--- Begin INPUT MATERIAL ---

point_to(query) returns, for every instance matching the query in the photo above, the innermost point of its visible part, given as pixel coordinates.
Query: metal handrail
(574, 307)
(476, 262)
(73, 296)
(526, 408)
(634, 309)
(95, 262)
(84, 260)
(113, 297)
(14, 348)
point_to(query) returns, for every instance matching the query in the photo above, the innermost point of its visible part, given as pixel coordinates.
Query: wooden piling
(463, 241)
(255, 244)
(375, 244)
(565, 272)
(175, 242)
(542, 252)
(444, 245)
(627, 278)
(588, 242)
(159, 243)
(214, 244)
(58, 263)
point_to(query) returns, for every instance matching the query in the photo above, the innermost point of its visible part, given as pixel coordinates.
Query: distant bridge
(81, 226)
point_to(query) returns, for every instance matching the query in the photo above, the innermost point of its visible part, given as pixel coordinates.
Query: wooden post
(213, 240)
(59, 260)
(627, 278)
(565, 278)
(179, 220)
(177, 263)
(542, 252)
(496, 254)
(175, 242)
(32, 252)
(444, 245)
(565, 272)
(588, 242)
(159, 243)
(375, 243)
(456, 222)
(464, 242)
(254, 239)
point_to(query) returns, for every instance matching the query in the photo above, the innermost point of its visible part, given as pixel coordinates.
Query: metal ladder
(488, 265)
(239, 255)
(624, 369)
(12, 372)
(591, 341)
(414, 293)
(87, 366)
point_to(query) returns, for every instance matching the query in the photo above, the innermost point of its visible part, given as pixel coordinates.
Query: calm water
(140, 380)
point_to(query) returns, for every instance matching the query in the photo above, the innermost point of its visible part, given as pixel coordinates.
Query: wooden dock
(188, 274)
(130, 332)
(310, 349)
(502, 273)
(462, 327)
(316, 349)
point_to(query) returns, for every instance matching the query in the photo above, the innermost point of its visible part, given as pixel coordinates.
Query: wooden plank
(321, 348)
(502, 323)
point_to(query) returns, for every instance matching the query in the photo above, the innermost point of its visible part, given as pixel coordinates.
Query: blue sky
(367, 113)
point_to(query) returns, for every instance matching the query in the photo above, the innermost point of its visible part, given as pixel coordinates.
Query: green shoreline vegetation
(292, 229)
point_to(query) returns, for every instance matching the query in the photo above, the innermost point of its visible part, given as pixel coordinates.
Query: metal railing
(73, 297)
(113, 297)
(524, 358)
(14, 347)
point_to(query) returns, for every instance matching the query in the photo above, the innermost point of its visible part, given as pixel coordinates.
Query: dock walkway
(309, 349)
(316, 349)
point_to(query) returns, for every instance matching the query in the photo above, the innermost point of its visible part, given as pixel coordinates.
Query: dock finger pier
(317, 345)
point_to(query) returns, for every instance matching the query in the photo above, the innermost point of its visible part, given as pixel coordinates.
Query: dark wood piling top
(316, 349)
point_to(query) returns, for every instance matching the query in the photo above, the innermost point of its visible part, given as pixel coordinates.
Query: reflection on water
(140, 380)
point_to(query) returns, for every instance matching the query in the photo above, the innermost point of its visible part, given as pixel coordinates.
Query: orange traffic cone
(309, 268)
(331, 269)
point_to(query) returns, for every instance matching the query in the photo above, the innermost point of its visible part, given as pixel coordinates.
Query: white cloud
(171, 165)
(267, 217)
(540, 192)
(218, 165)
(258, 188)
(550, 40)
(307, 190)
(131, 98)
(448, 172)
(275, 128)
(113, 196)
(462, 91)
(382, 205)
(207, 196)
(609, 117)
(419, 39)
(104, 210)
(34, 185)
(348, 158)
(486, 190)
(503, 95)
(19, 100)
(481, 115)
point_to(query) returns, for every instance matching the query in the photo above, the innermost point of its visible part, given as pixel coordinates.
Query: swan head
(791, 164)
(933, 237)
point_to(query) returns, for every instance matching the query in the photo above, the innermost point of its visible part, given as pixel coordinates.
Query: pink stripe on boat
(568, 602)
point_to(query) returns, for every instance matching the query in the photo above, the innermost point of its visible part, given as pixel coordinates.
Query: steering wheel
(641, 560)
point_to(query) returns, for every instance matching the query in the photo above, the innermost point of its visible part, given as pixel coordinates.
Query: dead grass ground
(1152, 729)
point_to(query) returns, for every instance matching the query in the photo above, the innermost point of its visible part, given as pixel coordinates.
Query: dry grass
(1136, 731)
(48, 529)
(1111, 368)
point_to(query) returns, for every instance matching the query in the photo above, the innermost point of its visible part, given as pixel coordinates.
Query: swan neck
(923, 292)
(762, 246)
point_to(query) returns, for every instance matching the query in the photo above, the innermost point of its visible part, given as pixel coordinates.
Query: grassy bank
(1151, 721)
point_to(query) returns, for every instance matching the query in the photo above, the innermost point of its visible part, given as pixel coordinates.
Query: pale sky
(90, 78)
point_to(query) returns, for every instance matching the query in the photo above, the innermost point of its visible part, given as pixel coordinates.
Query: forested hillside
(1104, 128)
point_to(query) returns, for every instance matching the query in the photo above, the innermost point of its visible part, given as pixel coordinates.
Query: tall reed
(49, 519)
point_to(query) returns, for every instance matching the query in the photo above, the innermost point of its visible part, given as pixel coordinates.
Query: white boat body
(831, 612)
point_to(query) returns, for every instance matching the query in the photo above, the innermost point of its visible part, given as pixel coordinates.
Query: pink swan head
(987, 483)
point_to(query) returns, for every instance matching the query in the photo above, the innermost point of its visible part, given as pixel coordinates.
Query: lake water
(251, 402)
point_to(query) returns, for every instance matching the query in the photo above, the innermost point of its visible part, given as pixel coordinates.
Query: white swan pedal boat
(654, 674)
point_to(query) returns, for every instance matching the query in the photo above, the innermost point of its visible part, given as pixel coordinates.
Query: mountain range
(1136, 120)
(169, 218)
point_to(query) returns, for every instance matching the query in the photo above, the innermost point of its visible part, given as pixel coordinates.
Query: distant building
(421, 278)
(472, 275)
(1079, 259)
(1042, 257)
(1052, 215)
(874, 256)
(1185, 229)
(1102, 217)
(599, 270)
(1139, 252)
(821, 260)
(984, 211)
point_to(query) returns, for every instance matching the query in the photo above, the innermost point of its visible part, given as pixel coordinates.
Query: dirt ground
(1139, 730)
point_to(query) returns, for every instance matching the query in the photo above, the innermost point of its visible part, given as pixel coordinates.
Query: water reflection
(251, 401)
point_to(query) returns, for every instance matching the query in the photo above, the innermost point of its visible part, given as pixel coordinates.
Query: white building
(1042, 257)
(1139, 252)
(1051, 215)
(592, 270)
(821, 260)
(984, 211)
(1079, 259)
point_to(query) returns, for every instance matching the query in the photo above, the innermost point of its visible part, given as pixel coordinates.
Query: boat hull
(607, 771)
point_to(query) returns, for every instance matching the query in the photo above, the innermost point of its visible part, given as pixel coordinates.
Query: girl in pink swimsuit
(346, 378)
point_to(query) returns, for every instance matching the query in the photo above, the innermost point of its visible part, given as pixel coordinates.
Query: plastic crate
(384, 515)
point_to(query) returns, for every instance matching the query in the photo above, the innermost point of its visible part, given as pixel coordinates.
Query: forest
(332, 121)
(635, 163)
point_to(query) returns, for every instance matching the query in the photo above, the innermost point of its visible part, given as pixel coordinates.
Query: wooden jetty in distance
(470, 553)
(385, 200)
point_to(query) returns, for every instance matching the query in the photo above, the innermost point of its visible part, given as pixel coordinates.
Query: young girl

--- End INPUT MATERIAL ---

**WRITTEN PROBLEM:** Repeat all the entries exactly as given.

**SOLUTION TO THIS EXERCISE:**
point_to(query) returns, for every instance matching the query in the photo above, the innermost point of its visible part, given as pixel coordinates.
Query: metal handrail
(574, 307)
(476, 262)
(73, 296)
(526, 408)
(634, 309)
(95, 262)
(84, 260)
(113, 297)
(14, 348)
point_to(query) returns, for every instance matching the query in the photo above, the innermost point of its visible part, given as pixel coordinates.
Query: wooden piling
(463, 241)
(255, 244)
(375, 244)
(565, 272)
(175, 242)
(542, 252)
(444, 245)
(627, 278)
(588, 242)
(159, 243)
(214, 244)
(58, 263)
point_to(query) returns, for every instance matching the query in the photo above, the innermost point of its visible part, given as pixel coordinates.
Query: distant bridge
(81, 226)
point_to(query) returns, for every instance matching the query in the photo above, the innermost point of its visible part, given as pixel coordinates.
Query: wooden post
(213, 240)
(59, 260)
(627, 278)
(565, 278)
(179, 220)
(177, 263)
(542, 252)
(496, 254)
(175, 242)
(32, 252)
(444, 245)
(565, 272)
(588, 242)
(159, 243)
(375, 243)
(456, 222)
(464, 242)
(254, 239)
point_to(query) returns, for every instance matching the query in the photo above, the innermost point of its visible part, given as pixel coordinates.
Query: metal ladder
(488, 265)
(239, 255)
(624, 369)
(12, 372)
(591, 341)
(414, 293)
(87, 366)
point_to(query) returns, for every instance matching the query in the photo above, the innermost point of its visible part, given as pixel coordinates.
Query: calm water
(140, 380)
point_to(query) returns, for every instance matching the query in the photo above, the innermost point of its visible part, given as pixel coordinates.
Query: wooden dock
(188, 274)
(130, 332)
(310, 349)
(502, 273)
(462, 327)
(316, 349)
point_to(query) returns, for every instance matching the query in the photo above, the innermost point of its visible part, given as pixel coordinates.
Query: wooden plank
(321, 348)
(502, 323)
point_to(query) returns, for every instance matching the query in the photo above, the innermost point of its visible part, given as pixel coordinates.
Query: blue sky
(367, 113)
point_to(query) returns, for every instance matching the query in the photo above, the innermost point of its visible part, given as pixel coordinates.
Query: green shoreline vegetation
(292, 229)
point_to(query) returns, for every instance matching the query in the photo above, the innermost point of its visible part, given as pixel coordinates.
Query: metal railing
(73, 297)
(113, 297)
(524, 358)
(14, 347)
point_to(query) returns, for every instance matching the query in the photo above, the innermost point of its visible part, given as pixel coordinates.
Query: dock walkway
(309, 349)
(316, 349)
point_to(query) returns, for every instance matching the query in the photo above, the innermost point of its visible part, given as pixel coordinates.
Query: dock finger pier
(317, 345)
point_to(query) returns, for every instance matching the query in the photo above, the innermost point of its visible part, given as pixel coordinates.
Query: dark wood piling top
(316, 349)
point_to(query) returns, for every instance matching the query in the photo above, the innermost point of its visible part, given as pixel coordinates.
Query: reflection on water
(140, 380)
point_to(query) returns, for every instance matching the query in the photo above, the innermost point of its visible part, given as pixel coordinates.
Query: orange traffic cone
(309, 268)
(331, 269)
point_to(query) returns, for every instance matching the query in the photo above, the innermost point of its visible part, given as pixel coordinates.
Query: white cloud
(171, 165)
(267, 217)
(540, 192)
(218, 165)
(258, 188)
(550, 40)
(307, 190)
(131, 98)
(448, 172)
(275, 128)
(113, 196)
(462, 91)
(382, 205)
(207, 196)
(609, 117)
(419, 39)
(104, 210)
(34, 185)
(348, 158)
(486, 190)
(503, 95)
(19, 100)
(481, 115)
point_to(query) returns, for every instance matching the query in the photo above, the innermost point of its visible part, given as pixel coordinates.
Query: swan head
(791, 164)
(933, 237)
point_to(query) returns, for every instance matching the query in the photo above, the innermost point of its visible part, given as pixel coordinates.
Query: pink stripe on boat
(568, 602)
point_to(query) returns, for every instance matching the query in the photo above, the innermost point of its visible part, given as pixel coordinates.
Query: steering wheel
(641, 560)
point_to(query) returns, for every instance matching the query in the photo above, the innermost point of its visible part, given as pixel coordinates.
Query: dead grass ground
(1152, 729)
point_to(query) returns, for every instance matching the query in the photo above, the innermost point of its visible part, given as pixel coordinates.
Query: dry grass
(1136, 731)
(48, 529)
(1111, 368)
point_to(query) returns, for every instance matching the query in the photo above, the innermost point of its visible part, given as pixel coordinates.
Query: swan neck
(923, 292)
(762, 246)
point_to(query) returns, for every instance matching the query in the photo above, the innermost point of its visible part, given as pixel coordinates.
Query: grassy bank
(1151, 721)
point_to(query) returns, for every instance matching the query in the photo above, the innermost point of its visible part, given as pixel coordinates.
Query: pale sky
(90, 78)
point_to(query) returns, for every instance matching the query in the photo above, the innermost point of its visible part, given as pixel coordinates.
Query: forested hillside
(1104, 128)
point_to(query) returns, for every instance matching the query in the photo above, the innermost point of its visible part, given as pixel coordinates.
Query: tall reed
(49, 519)
point_to(query) returns, for every instance matching the query in the photo above, the innermost point of its visible part, given as pixel coordinates.
Query: white boat body
(831, 612)
point_to(query) returns, for every instance matching the query in the photo above, the innermost point of its visible part, given as pixel coordinates.
Query: pink swan head
(987, 483)
point_to(query) returns, for every instance matching the query in the photo above, the innermost point of its visible part, given as pixel coordinates.
Query: lake water
(251, 402)
point_to(query) returns, for every instance matching the query in the photo above, the innermost point of its visible part, given as pixel coordinates.
Query: white swan pedal boat
(654, 674)
point_to(query) returns, for every instance matching the query in the photo above, the innermost point of its visible part, given as pixel coordinates.
Query: mountain range
(1136, 120)
(169, 218)
point_to(query) returns, for every instance matching the query in the photo above, the innermost point of its visible part, given as pixel coordinates.
Query: distant building
(421, 278)
(472, 275)
(1079, 259)
(1042, 257)
(1052, 215)
(874, 256)
(1185, 229)
(1102, 217)
(599, 270)
(1139, 252)
(821, 260)
(984, 211)
point_to(query) returns, for every instance matching the query in the photo above, the innermost point of its visible part, given as pixel coordinates.
Query: dirt ground
(1139, 730)
point_to(query) returns, for every instance matching the query in the photo above, the innermost point of its visible part, given as pixel coordinates.
Query: water reflection
(251, 401)
point_to(query) returns, for every instance matching the query in the photo above, the innermost point of its visible part, given as pixel coordinates.
Query: white building
(1042, 257)
(1139, 252)
(1051, 215)
(592, 270)
(821, 260)
(984, 211)
(1079, 259)
point_to(query) returns, for every instance matching the query in the photo above, the innermost point of its visible part, given as pixel coordinates.
Query: boat hull
(607, 771)
point_to(query) returns, for every instance matching the query in the photo above, the innermost point of its visible part, given as pixel coordinates.
Query: girl in pink swimsuit
(346, 378)
point_to(query) returns, for every instance matching the query in the photo above, the innermost point of its visible part, given as pixel coordinates.
Query: plastic crate
(384, 515)
point_to(query) returns, for every instance matching the query in the photo above, the innermost point of its visible part, given as pixel coordinates.
Query: forest
(332, 121)
(635, 163)
point_to(query) returns, for every instance matching the query in the photo above, the innermost point of its visible part, given as pixel coordinates.
Query: wooden jetty in distance
(470, 553)
(385, 200)
point_to(query) returns, for every instance matching the query in the photo above, the innermost point of its visible part, given as pixel coordinates.
Query: young girl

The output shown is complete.